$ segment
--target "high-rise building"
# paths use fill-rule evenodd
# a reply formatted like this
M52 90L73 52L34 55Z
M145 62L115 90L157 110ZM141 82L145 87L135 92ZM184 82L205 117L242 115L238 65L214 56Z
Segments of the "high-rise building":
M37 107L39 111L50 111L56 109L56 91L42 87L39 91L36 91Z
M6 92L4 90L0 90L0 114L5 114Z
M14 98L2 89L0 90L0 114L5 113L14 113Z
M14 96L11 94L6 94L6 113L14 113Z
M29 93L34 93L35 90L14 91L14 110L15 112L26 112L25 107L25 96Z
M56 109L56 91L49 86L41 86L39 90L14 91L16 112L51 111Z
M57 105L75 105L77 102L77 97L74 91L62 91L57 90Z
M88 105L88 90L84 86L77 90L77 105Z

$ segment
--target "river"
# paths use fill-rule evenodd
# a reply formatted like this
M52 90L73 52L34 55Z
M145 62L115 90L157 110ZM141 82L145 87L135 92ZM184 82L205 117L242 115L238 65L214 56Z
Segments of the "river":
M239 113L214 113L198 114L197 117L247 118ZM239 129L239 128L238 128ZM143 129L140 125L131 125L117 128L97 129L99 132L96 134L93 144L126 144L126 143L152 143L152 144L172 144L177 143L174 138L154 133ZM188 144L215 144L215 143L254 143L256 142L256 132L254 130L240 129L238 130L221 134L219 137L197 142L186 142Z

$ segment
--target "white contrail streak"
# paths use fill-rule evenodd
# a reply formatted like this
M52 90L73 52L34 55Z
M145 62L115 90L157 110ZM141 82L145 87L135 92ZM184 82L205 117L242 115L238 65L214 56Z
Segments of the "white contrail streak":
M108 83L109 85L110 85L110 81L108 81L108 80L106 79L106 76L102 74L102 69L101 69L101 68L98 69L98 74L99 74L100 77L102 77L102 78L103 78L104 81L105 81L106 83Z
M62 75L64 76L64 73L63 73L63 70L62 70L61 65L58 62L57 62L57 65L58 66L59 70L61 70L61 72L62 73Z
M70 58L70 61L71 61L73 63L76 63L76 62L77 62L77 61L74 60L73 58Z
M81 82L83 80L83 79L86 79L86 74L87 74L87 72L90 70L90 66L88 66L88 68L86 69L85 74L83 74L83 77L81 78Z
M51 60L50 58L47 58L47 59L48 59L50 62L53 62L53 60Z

**WHAT NEEDS TO BE DONE**: Copy these records line for line, unchanged.

**RESULT OF THIS TASK**:
$ segment
--target "high-rise building"
# paths use fill-rule evenodd
# a reply formatted like this
M52 90L73 52L34 55Z
M145 62L115 90L157 110ZM141 82L145 87L135 92ZM184 82L205 117L242 115L238 65L214 56Z
Segments of the "high-rise building":
M37 107L39 111L50 111L56 109L56 91L42 87L39 91L36 91Z
M6 92L4 90L0 90L0 114L5 114Z
M14 98L2 89L0 90L0 114L5 113L14 113Z
M14 96L11 94L6 94L6 113L14 113Z
M29 93L34 93L35 90L14 91L14 110L15 112L26 112L25 107L25 96Z
M56 109L56 91L49 86L41 86L39 90L14 91L16 112L51 111Z
M57 105L75 105L77 102L77 97L74 91L62 91L57 90Z
M88 105L88 90L84 86L77 90L77 105Z

$ segment
--target "river"
# paths use fill-rule evenodd
# a reply formatted like this
M52 90L73 52L34 55Z
M145 62L115 90L157 110ZM141 82L145 87L135 92ZM184 82L205 117L242 115L238 65L214 56Z
Segments of the "river":
M239 113L214 113L198 114L197 117L247 118ZM239 129L239 128L238 128ZM143 129L140 125L131 125L117 128L97 129L99 132L96 134L93 144L126 144L126 143L152 143L152 144L172 144L177 143L174 138L154 133ZM188 144L215 144L215 143L254 143L256 142L256 132L254 130L240 129L238 130L221 134L219 137L197 142L186 142Z

$ segment
--target "white contrail streak"
# paths use fill-rule evenodd
# a reply formatted like this
M52 90L73 52L34 55Z
M145 62L115 90L157 110ZM141 82L145 87L135 92ZM184 82L205 117L242 115L238 65L214 56Z
Segments of the "white contrail streak":
M108 83L109 85L110 85L110 81L108 81L108 80L106 79L106 76L102 74L102 69L101 69L101 68L98 69L98 74L99 74L100 77L102 77L102 78L103 78L104 81L105 81L106 83Z
M62 75L64 76L64 73L63 73L63 70L62 70L61 65L58 62L57 62L57 65L58 66L59 70L61 70L61 72L62 73Z
M70 58L70 61L71 61L73 63L76 63L76 62L77 62L77 61L74 60L73 58Z
M81 82L83 80L83 79L86 79L86 74L87 74L87 72L90 70L90 66L88 66L88 68L86 69L85 74L83 74L83 77L81 78Z
M51 60L50 58L47 58L47 59L48 59L50 62L53 62L53 60Z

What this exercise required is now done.